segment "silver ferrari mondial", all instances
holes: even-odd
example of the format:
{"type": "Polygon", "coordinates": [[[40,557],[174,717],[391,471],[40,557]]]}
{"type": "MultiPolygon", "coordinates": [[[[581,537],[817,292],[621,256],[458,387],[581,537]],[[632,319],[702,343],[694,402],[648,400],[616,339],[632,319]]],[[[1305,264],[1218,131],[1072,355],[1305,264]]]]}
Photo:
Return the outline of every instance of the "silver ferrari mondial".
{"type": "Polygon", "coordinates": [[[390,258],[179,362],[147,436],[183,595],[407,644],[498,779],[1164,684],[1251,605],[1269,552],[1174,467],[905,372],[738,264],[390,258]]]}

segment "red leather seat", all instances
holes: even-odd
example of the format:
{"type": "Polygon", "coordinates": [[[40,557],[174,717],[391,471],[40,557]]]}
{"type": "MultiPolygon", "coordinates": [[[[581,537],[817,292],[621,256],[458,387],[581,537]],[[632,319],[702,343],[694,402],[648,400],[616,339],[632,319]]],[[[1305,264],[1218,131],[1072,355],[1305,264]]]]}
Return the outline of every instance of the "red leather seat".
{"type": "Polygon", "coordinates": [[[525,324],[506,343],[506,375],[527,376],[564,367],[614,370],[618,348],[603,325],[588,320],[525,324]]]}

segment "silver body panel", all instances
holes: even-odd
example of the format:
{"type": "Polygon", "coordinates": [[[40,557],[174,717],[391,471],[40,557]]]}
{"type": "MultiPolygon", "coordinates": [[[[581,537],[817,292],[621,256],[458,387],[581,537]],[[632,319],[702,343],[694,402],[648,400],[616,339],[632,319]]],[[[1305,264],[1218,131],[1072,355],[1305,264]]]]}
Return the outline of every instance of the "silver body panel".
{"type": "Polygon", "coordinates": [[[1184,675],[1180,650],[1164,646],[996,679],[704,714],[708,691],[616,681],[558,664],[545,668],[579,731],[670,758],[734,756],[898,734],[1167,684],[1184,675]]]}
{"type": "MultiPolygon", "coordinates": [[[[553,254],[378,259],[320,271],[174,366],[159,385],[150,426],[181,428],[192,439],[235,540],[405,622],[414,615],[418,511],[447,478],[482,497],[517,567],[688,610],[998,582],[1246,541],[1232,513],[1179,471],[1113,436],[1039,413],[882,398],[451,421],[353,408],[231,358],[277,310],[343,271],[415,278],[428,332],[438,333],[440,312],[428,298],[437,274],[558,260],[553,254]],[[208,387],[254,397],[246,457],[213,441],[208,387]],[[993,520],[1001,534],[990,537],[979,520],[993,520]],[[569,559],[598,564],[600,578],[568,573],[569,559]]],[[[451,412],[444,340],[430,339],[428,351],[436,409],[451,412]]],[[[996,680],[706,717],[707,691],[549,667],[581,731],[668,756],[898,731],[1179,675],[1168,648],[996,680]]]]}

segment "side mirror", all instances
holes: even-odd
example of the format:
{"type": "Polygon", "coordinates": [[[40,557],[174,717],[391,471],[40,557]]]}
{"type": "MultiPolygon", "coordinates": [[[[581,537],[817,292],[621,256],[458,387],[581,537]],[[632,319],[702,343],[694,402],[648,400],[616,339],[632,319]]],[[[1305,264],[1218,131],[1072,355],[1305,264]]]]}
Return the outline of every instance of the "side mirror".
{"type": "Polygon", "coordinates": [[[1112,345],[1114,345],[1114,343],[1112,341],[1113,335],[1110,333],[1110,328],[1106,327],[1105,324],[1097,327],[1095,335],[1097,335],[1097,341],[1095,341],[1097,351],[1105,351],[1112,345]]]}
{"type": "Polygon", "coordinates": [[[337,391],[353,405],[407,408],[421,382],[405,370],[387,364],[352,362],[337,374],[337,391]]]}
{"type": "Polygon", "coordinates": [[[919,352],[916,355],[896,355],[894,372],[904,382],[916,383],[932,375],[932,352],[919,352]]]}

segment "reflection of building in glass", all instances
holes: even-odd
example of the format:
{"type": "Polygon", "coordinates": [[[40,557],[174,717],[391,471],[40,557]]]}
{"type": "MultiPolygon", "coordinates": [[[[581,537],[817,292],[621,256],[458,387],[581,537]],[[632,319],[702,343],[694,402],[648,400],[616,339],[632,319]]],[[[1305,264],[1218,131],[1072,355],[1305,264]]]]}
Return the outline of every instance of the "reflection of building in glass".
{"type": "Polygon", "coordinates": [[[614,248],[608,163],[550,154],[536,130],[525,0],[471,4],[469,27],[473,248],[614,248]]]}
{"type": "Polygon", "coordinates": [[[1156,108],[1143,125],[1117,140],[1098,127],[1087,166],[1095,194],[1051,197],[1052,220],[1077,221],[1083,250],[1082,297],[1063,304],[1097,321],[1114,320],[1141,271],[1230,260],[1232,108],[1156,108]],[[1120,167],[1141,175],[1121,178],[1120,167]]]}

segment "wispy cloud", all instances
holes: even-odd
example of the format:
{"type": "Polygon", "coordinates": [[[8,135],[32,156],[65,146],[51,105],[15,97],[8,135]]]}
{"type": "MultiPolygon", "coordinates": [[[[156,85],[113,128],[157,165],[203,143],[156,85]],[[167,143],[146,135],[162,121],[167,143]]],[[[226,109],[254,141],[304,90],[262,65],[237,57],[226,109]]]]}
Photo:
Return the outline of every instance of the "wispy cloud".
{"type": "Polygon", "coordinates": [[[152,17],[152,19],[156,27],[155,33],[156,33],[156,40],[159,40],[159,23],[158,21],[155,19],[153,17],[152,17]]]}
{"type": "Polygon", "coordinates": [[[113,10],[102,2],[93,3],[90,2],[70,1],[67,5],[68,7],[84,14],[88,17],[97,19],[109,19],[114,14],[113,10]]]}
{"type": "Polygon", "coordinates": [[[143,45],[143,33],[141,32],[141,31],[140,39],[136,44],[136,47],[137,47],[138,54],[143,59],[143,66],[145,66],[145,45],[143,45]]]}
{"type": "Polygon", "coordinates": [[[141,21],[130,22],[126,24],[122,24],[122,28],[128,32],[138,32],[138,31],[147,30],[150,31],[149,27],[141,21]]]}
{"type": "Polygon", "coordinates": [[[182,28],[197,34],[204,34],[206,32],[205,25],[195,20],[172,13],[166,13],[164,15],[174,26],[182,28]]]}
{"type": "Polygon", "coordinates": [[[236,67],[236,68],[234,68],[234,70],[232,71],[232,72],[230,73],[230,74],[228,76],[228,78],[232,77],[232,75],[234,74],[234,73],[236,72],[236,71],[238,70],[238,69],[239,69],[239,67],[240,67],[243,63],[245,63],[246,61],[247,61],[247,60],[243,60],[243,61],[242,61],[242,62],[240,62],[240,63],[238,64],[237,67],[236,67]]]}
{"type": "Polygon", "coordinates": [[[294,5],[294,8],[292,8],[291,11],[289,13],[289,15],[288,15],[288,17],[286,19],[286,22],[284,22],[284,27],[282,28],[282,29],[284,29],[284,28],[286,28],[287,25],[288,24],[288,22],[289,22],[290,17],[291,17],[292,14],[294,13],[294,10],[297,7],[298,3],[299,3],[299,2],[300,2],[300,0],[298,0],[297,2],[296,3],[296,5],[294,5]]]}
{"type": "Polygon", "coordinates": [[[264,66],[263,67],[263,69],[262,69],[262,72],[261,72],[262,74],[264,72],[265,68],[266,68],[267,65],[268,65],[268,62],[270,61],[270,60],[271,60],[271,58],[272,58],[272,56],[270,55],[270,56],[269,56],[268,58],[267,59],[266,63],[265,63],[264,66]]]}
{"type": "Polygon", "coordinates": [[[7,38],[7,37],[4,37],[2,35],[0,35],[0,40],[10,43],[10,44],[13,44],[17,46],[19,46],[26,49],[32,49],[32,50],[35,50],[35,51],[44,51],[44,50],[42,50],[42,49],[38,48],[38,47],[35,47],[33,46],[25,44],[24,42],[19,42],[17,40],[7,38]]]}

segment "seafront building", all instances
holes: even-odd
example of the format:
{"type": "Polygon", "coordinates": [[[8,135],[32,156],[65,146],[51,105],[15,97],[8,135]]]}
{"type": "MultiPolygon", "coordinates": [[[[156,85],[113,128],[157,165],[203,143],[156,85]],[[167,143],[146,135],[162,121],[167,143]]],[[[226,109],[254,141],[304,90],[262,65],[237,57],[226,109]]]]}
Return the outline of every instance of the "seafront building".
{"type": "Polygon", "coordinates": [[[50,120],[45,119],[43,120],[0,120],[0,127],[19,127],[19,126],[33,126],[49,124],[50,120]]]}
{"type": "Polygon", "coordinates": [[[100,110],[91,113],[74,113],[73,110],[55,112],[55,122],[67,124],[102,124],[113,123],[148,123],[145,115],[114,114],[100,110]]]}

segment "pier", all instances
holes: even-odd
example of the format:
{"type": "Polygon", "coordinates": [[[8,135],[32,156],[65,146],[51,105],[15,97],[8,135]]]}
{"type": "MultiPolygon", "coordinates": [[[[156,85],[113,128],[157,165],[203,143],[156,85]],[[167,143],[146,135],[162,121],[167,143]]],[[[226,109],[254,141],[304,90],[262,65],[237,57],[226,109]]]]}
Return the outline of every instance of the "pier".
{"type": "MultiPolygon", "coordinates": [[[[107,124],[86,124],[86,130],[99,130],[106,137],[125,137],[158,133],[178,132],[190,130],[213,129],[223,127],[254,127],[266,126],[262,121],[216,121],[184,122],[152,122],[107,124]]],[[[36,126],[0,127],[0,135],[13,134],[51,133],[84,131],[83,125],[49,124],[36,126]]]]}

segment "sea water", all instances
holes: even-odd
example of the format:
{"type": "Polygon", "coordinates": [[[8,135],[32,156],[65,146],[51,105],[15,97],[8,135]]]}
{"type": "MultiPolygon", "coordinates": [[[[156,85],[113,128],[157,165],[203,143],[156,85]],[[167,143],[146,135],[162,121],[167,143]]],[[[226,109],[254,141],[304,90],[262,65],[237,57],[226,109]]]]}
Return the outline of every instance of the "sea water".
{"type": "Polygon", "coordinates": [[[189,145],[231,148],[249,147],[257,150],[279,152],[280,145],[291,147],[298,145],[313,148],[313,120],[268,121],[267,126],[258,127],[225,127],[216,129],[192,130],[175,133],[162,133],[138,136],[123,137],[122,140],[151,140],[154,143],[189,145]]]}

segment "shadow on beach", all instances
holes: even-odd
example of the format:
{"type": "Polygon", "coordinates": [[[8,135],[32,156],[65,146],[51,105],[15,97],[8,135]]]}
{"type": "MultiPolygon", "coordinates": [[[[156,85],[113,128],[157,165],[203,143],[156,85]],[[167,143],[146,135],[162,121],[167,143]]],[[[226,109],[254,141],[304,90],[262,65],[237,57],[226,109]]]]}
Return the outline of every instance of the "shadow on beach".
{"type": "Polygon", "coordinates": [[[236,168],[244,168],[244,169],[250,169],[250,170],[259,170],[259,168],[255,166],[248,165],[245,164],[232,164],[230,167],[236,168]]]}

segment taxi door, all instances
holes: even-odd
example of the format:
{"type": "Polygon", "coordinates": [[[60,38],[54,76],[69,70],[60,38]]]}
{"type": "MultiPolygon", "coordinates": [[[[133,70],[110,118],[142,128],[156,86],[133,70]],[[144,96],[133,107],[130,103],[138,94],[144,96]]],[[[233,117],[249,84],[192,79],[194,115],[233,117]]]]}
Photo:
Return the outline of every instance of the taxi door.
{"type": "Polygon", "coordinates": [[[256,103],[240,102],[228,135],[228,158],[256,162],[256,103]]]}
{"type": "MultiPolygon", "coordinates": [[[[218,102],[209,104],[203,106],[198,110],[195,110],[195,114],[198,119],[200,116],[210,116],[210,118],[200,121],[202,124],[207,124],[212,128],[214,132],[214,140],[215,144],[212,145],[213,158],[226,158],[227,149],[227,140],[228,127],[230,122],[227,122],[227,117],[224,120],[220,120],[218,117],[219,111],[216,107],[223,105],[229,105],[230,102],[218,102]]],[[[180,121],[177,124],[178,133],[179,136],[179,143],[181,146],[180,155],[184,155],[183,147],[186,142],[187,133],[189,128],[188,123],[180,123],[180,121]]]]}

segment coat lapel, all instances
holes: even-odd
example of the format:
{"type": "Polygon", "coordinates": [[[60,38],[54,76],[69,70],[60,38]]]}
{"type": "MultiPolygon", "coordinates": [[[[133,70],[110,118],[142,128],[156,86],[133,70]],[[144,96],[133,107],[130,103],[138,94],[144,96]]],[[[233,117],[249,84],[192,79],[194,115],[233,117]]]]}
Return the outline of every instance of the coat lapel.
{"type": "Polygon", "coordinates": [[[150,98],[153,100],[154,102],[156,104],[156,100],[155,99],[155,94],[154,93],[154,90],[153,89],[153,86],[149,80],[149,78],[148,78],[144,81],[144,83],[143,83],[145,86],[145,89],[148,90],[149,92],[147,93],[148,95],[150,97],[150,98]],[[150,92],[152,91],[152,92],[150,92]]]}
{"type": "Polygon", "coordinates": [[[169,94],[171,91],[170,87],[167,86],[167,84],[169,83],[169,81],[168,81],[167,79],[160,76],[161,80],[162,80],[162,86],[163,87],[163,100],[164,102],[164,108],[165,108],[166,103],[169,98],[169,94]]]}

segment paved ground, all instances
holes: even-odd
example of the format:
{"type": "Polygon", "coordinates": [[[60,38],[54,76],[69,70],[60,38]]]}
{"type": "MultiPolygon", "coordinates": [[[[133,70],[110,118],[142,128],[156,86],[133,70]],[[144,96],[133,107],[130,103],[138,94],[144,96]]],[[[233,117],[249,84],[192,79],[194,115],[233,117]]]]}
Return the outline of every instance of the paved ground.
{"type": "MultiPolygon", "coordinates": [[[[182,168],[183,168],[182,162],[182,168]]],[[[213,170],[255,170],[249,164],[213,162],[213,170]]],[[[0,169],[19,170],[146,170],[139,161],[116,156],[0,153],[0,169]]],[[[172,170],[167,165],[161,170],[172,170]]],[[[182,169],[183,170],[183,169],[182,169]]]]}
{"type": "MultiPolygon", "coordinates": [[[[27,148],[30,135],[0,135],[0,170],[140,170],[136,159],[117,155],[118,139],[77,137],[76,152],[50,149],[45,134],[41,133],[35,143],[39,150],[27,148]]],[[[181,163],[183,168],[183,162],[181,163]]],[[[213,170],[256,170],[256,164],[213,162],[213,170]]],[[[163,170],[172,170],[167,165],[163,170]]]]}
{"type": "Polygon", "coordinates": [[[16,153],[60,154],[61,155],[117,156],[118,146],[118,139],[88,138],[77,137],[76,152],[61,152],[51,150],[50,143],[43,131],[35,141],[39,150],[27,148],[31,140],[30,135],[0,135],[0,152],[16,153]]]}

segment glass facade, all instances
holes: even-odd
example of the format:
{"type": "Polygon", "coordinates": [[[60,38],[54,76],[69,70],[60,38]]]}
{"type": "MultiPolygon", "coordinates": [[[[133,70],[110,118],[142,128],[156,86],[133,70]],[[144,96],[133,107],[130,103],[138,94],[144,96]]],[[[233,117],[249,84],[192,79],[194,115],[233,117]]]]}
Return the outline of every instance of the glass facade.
++++++++
**Requirement:** Copy out the items verbatim, starting with the line containing "segment paved ground, all instances" and ending with the line containing "Return the outline of every instance of the paved", both of those lines included.

**Solution for this problem:**
segment paved ground, all instances
holes: even-odd
example of the format:
{"type": "Polygon", "coordinates": [[[60,38],[54,76],[69,70],[60,38]]]}
{"type": "MultiPolygon", "coordinates": [[[[133,70],[110,118],[142,128],[156,86],[133,70]],[[144,96],[133,107],[130,103],[138,94],[144,96]]],[[[233,117],[249,84],[192,79],[194,115],[233,117]]]]}
Return the outline of every instance of the paved ground.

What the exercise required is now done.